**TEKS BACAAN**
= = = = = = =
Yang Shalih Beristighfar, Bagaimana Pendosa?
قال رسول الله صلى الله عليه وسلم: تُوْبُوا إِلَى اللَّهِ تَعاَلَى فَإِنِّي أَتُوْبُ إِلَيْهِ كُلَّ يَوْمٍ مِائَةَ مَرَّةٍ -البخاري في أدب المفرد
Rasulullah Shallallahu Alaihi Wasallam bersabda,”Bertaubatlah kamu sekalian kepada Allah Ta’ala. Sesungguhnya aku bertaubat kepada-Nya setiap hari sebanyak seratus kali”. (Riwayat Al Bukhari dalam Adab Al Mufrad dan dihasankan oleh Al Hafidz As Suyuthiy)
Imam Al Ghazaliy menjelaskan bahwa bentuk taubat itu bertingkat-tingkat sesaui dengan kondisi keimanan pelakunya. Bertaubatnya orang kebanyakan dalah bertaubat dari dosa-dosa yang telah ia lakukan. Sedangkan taubatnya orang shalih adalah taubat dari kelalaian hati. Dan taubat bagi orang-orang yang mencapai derajat keshalihan yang cukup tinggi (khawwas al khawwas) adalah istighfar dari perhatiannya terhadap selain Allah Ta’ala, karena kata “dzanbun” (dosa) secara bahasa bermakna derajat lebih rendah seorang hamba. Dengan demikian, setiap derajat keimanan memiliki taubat sendiri, hingga dengan taubat derajat keimanan dan derajat pertaubatan semakin meningkat.
= = = = = = =
**ENTRI YANG TERSEDIA**
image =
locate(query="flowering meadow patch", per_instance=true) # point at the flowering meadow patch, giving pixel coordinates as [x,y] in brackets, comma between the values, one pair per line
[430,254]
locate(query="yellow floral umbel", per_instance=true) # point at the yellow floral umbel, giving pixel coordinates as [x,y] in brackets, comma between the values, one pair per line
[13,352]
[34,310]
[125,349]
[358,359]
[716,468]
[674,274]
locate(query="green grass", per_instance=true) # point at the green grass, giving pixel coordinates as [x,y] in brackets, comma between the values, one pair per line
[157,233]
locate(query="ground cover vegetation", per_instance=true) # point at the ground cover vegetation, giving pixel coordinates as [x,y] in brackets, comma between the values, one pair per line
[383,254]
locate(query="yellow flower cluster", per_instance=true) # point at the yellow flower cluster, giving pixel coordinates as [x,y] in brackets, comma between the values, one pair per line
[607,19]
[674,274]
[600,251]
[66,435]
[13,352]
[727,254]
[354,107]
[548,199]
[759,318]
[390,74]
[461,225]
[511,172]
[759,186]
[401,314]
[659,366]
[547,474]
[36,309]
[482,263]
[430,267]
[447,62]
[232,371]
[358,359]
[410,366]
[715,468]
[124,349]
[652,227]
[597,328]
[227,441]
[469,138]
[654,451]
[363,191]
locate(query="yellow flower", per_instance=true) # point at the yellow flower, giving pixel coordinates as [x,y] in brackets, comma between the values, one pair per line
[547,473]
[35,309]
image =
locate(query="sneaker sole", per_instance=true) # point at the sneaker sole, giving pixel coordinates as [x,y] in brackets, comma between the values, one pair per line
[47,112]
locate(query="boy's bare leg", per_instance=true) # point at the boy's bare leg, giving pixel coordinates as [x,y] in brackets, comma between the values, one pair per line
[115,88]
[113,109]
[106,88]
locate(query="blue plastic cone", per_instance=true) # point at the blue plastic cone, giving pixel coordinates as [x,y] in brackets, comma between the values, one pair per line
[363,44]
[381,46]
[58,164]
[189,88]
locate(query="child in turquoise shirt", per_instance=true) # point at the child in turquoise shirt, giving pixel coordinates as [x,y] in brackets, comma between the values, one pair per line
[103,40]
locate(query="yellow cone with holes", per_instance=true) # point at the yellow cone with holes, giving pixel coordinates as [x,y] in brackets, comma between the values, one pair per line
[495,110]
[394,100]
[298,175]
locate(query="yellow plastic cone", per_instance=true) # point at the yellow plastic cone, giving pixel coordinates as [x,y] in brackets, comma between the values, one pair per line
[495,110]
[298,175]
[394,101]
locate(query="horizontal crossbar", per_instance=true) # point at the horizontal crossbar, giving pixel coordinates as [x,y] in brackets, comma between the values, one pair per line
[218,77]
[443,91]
= = = = = = =
**TUGAS ANDA**
a – Menurut teks tentang taubat, berapa kali Rasulullah bertaubat kepada Allah setiap hari?
b – Kumpulkan semua baris entri yang memuat kata "plastic", dengan membedakan huruf besar dan huruf kecil.
Teks tentang taubat tidak berkaitan dengan entri-entri yang ada.

**JAWABAN LENGKAP**
a – Seratus kali.

b –
locate(query="blue plastic cone", per_instance=true) # point at the blue plastic cone, giving pixel coordinates as [x,y] in brackets, comma between the values, one pair per line
locate(query="yellow plastic cone", per_instance=true) # point at the yellow plastic cone, giving pixel coordinates as [x,y] in brackets, comma between the values, one pair per line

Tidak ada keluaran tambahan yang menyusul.